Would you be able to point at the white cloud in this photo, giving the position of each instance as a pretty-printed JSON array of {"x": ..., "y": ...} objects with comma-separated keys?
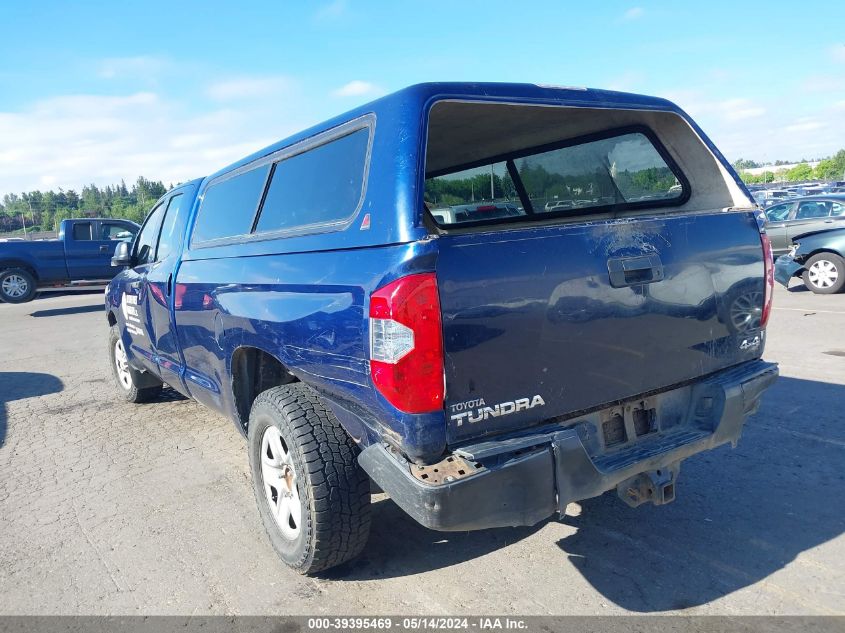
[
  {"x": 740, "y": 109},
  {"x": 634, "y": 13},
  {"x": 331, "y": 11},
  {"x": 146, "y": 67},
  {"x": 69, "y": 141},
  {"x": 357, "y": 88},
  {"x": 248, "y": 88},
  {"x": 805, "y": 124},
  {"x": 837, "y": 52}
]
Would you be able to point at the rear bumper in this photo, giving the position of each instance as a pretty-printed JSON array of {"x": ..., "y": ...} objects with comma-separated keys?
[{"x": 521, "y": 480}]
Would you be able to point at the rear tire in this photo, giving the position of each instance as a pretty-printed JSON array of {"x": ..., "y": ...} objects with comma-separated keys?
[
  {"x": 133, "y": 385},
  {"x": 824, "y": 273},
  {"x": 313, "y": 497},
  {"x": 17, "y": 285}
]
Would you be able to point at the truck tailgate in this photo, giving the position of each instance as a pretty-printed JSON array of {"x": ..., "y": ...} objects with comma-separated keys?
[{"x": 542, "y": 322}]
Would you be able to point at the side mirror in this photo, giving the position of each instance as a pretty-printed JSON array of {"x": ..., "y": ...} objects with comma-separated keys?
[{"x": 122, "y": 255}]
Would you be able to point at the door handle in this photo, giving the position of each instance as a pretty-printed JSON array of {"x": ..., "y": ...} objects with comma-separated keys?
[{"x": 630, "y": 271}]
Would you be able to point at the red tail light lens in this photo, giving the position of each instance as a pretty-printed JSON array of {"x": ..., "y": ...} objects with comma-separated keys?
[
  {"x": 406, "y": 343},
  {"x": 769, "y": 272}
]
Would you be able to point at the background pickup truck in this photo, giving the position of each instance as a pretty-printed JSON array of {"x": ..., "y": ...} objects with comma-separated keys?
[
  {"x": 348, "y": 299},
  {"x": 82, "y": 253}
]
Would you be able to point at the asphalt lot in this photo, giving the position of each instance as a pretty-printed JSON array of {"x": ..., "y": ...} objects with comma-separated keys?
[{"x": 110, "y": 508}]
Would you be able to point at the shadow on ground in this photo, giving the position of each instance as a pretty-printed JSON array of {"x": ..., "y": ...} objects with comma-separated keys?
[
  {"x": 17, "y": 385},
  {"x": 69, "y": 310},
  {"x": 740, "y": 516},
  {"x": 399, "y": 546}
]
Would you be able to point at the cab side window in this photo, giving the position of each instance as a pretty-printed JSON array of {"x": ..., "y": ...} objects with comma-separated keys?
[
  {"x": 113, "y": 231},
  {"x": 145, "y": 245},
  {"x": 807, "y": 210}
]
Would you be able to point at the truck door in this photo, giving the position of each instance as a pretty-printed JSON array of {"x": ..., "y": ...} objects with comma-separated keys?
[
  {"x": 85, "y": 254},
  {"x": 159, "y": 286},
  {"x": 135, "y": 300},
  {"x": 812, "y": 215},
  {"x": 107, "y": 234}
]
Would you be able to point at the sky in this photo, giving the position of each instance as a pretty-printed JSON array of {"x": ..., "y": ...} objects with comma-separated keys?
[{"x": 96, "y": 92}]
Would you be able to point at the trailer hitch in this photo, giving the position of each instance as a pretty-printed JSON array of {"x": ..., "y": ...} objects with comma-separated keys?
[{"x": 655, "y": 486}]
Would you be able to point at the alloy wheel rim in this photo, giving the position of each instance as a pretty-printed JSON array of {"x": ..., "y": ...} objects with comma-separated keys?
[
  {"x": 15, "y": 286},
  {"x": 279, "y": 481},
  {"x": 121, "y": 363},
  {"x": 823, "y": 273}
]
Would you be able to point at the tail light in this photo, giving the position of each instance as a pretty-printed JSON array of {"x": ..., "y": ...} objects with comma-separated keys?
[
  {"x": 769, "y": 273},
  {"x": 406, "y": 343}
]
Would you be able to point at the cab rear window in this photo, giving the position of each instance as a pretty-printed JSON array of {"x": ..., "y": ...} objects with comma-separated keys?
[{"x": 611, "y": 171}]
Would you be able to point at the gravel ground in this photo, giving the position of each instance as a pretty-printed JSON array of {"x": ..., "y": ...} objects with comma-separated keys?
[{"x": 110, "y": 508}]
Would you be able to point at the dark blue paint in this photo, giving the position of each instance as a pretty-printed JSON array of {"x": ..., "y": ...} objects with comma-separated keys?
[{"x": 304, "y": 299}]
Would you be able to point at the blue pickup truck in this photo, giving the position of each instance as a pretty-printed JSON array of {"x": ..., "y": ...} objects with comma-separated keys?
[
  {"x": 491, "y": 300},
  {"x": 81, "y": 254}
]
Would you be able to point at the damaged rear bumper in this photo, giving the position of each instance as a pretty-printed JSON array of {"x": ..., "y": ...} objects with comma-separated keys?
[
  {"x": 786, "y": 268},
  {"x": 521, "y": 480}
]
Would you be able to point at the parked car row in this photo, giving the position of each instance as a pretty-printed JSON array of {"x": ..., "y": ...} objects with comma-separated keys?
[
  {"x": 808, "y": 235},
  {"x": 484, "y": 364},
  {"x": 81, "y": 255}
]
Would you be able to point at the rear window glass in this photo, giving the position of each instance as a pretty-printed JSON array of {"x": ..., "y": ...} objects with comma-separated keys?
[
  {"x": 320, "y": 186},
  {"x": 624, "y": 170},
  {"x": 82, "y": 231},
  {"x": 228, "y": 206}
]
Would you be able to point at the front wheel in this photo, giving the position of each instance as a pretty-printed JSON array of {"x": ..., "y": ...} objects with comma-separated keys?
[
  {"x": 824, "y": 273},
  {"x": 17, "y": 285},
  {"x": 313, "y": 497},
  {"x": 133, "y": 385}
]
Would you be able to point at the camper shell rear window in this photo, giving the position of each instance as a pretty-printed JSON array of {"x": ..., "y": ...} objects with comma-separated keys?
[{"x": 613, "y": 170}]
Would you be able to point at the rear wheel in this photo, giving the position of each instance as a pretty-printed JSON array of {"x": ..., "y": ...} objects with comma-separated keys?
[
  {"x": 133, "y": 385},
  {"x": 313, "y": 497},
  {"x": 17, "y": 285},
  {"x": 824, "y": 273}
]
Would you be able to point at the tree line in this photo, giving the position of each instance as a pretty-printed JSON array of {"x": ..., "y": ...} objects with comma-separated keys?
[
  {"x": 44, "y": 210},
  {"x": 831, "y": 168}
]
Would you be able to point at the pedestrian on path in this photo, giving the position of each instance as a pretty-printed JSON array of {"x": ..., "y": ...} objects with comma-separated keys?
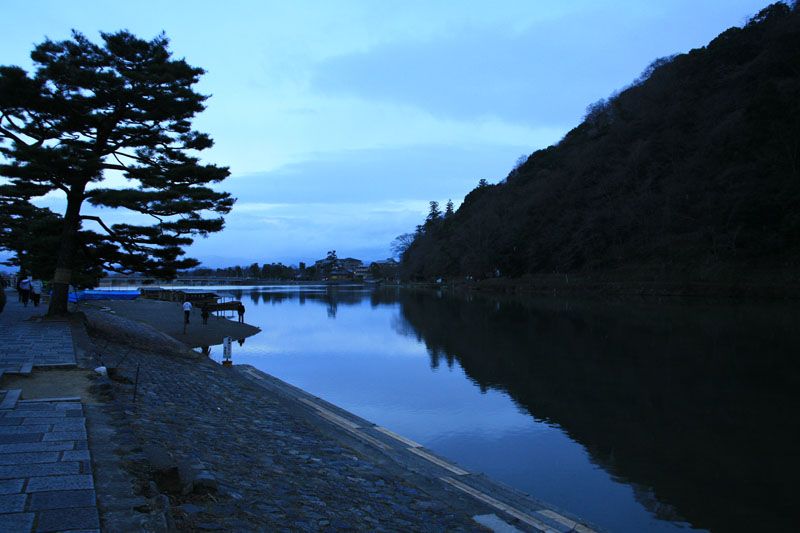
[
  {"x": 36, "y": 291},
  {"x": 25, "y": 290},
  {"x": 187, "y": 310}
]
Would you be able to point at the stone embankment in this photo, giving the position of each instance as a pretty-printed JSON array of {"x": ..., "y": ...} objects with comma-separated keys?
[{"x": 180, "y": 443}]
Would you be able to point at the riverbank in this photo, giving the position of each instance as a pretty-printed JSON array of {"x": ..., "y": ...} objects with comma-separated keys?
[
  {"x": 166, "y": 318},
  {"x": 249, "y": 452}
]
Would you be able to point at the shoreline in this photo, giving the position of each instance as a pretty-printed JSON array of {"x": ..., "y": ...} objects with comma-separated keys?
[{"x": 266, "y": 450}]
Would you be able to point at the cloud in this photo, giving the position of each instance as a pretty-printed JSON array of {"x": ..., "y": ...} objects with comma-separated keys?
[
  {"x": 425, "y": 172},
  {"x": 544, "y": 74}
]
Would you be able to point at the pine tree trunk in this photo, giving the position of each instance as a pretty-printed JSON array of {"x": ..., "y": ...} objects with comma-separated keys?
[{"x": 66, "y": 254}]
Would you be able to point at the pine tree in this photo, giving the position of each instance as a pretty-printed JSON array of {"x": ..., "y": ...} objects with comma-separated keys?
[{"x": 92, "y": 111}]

* * *

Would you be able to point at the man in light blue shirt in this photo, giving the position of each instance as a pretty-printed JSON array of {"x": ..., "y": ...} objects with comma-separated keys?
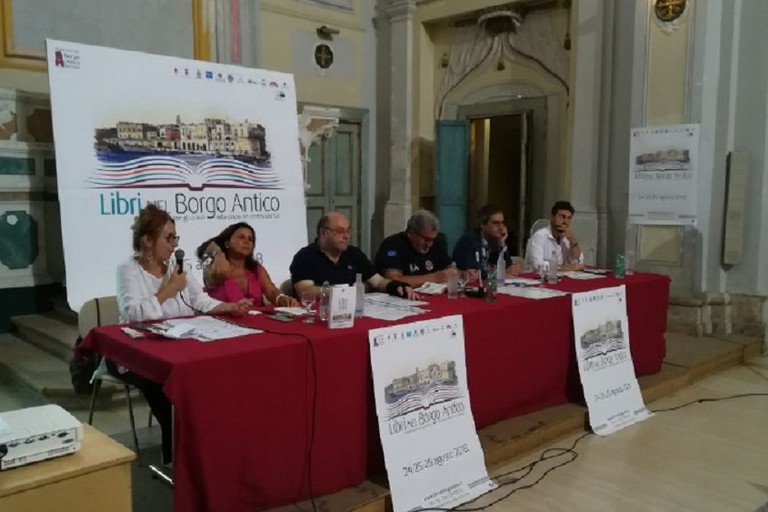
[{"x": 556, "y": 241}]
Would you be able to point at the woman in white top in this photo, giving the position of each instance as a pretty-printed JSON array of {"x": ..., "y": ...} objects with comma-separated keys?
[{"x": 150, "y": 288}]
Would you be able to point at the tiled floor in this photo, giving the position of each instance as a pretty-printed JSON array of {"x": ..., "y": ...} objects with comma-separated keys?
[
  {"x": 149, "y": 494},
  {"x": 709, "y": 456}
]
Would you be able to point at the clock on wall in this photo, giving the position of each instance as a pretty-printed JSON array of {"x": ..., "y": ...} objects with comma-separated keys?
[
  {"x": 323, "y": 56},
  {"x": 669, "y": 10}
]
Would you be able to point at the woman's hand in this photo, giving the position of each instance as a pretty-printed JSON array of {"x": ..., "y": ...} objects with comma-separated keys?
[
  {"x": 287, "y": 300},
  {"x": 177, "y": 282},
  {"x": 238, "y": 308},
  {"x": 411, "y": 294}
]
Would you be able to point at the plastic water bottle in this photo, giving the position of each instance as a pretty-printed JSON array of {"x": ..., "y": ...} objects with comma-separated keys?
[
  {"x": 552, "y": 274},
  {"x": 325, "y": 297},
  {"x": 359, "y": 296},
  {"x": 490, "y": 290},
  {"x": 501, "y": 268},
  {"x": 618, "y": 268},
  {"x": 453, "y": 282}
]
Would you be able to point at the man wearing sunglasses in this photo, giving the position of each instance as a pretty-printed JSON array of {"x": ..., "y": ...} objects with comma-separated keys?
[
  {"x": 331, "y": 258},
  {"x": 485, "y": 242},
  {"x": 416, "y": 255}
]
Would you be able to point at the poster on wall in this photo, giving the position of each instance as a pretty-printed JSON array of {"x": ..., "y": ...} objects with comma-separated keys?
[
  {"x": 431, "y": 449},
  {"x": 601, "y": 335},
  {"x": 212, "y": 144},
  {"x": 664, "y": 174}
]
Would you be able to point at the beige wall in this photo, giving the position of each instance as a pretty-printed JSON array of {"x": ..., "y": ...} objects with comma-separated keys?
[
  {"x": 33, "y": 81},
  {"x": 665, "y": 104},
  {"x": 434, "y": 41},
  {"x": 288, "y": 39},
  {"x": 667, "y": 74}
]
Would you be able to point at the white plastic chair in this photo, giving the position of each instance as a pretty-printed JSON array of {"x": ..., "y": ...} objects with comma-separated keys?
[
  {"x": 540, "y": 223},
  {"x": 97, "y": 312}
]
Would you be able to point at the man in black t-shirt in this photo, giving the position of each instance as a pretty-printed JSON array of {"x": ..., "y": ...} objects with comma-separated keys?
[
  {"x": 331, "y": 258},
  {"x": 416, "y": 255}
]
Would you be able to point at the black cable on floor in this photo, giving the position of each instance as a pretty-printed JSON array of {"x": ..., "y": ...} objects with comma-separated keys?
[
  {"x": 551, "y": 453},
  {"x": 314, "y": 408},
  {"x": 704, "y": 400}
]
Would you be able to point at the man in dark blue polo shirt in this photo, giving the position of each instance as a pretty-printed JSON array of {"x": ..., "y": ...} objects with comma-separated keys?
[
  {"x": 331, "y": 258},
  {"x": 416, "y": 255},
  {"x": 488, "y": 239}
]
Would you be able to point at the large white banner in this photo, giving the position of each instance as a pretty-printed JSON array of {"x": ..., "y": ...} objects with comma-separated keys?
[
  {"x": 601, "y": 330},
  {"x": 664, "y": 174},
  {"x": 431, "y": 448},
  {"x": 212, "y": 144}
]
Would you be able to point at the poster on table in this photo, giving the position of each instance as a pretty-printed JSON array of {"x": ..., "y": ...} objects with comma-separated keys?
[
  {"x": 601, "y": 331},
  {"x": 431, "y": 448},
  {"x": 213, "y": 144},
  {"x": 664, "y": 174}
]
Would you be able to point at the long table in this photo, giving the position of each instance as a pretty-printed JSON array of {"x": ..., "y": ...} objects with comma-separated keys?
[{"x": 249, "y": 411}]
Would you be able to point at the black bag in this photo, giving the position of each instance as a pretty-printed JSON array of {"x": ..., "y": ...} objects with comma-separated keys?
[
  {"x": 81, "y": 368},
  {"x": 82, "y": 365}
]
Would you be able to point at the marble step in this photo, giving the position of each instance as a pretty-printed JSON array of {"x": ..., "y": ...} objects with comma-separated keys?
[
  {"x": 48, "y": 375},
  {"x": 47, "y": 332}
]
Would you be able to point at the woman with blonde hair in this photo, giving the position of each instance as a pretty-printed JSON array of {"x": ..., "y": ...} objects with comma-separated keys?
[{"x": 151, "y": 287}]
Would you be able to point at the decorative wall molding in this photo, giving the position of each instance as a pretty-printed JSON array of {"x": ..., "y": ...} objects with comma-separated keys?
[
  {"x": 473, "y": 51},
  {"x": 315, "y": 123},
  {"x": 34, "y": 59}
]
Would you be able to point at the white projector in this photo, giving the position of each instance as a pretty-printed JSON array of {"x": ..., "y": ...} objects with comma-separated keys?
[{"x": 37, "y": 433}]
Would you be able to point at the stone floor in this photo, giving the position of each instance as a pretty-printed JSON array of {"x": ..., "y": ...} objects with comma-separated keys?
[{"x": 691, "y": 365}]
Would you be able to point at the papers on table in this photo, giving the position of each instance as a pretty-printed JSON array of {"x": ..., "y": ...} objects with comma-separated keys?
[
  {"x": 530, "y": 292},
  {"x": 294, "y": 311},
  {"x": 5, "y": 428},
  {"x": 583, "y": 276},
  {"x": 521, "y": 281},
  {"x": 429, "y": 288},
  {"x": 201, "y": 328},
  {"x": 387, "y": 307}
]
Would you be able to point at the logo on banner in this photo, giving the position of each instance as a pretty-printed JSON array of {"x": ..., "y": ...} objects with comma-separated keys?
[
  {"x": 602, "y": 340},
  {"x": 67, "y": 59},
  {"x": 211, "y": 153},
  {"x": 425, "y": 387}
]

---

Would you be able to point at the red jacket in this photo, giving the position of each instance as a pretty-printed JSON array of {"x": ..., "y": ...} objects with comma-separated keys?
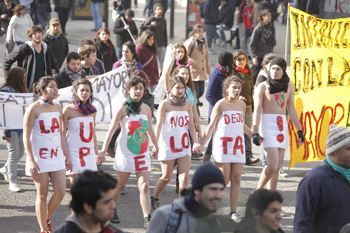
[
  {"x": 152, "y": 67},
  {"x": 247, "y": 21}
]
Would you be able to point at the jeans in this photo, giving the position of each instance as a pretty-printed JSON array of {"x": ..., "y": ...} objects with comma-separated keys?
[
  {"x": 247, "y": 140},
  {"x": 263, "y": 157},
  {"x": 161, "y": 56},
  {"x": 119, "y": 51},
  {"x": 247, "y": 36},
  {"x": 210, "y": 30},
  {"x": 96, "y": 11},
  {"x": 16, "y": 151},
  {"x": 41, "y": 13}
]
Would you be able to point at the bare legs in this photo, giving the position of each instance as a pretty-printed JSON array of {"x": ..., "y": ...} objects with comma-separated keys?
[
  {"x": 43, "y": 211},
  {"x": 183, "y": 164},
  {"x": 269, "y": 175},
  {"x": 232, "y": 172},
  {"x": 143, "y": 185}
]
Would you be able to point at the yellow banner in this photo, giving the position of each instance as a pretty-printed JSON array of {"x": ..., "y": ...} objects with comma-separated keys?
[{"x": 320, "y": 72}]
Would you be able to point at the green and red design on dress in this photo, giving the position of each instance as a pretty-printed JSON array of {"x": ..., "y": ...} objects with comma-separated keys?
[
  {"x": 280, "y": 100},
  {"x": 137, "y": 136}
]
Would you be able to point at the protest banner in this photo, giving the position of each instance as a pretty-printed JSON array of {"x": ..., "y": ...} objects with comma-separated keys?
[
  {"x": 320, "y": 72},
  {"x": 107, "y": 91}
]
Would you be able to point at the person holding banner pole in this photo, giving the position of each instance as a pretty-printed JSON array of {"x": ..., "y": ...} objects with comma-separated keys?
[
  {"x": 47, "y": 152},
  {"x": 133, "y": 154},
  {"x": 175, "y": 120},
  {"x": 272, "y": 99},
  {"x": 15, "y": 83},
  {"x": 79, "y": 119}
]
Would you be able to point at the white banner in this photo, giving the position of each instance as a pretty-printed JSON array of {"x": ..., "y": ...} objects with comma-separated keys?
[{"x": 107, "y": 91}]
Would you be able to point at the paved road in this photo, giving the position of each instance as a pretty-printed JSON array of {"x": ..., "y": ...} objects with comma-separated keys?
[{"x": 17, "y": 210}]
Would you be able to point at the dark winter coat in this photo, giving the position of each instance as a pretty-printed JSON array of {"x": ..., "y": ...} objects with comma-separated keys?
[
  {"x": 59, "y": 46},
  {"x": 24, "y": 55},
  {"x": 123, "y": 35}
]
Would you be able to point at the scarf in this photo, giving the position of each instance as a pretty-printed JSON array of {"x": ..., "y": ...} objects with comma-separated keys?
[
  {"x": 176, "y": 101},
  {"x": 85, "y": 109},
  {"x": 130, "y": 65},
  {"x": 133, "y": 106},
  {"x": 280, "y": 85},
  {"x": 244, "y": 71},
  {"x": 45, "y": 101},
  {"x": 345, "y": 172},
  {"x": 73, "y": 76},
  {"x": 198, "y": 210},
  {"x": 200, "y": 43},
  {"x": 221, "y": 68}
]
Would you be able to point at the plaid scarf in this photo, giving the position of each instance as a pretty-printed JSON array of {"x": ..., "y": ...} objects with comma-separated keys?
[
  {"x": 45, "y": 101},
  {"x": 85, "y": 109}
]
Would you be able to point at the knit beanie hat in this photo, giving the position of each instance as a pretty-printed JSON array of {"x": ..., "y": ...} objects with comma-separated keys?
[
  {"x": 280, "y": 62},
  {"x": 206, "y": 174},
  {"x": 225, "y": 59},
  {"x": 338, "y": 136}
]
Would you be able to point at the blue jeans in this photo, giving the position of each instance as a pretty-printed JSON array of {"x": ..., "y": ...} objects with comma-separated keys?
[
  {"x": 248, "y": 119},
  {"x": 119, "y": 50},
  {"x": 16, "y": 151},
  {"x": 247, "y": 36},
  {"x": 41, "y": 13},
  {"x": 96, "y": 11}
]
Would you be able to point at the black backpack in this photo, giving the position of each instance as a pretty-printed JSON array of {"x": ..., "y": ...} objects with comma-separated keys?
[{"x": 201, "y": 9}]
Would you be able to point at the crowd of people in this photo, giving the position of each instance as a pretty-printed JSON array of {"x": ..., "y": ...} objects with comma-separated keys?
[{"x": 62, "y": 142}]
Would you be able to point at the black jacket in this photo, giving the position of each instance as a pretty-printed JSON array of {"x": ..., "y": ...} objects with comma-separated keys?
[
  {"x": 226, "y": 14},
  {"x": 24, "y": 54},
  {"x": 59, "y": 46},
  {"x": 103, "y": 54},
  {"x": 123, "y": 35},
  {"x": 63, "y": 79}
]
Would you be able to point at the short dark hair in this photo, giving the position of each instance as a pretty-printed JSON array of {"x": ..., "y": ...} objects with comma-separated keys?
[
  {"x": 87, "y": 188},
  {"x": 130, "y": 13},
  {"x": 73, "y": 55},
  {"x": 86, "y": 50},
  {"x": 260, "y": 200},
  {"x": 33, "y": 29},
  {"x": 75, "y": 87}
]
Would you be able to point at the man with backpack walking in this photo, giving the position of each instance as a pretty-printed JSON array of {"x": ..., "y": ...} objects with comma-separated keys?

§ **WHAT YOU WILL DO**
How many lines in the data above include the string "door"? Reply with the number alone.

§ **REPLY TO THE EXERCISE**
2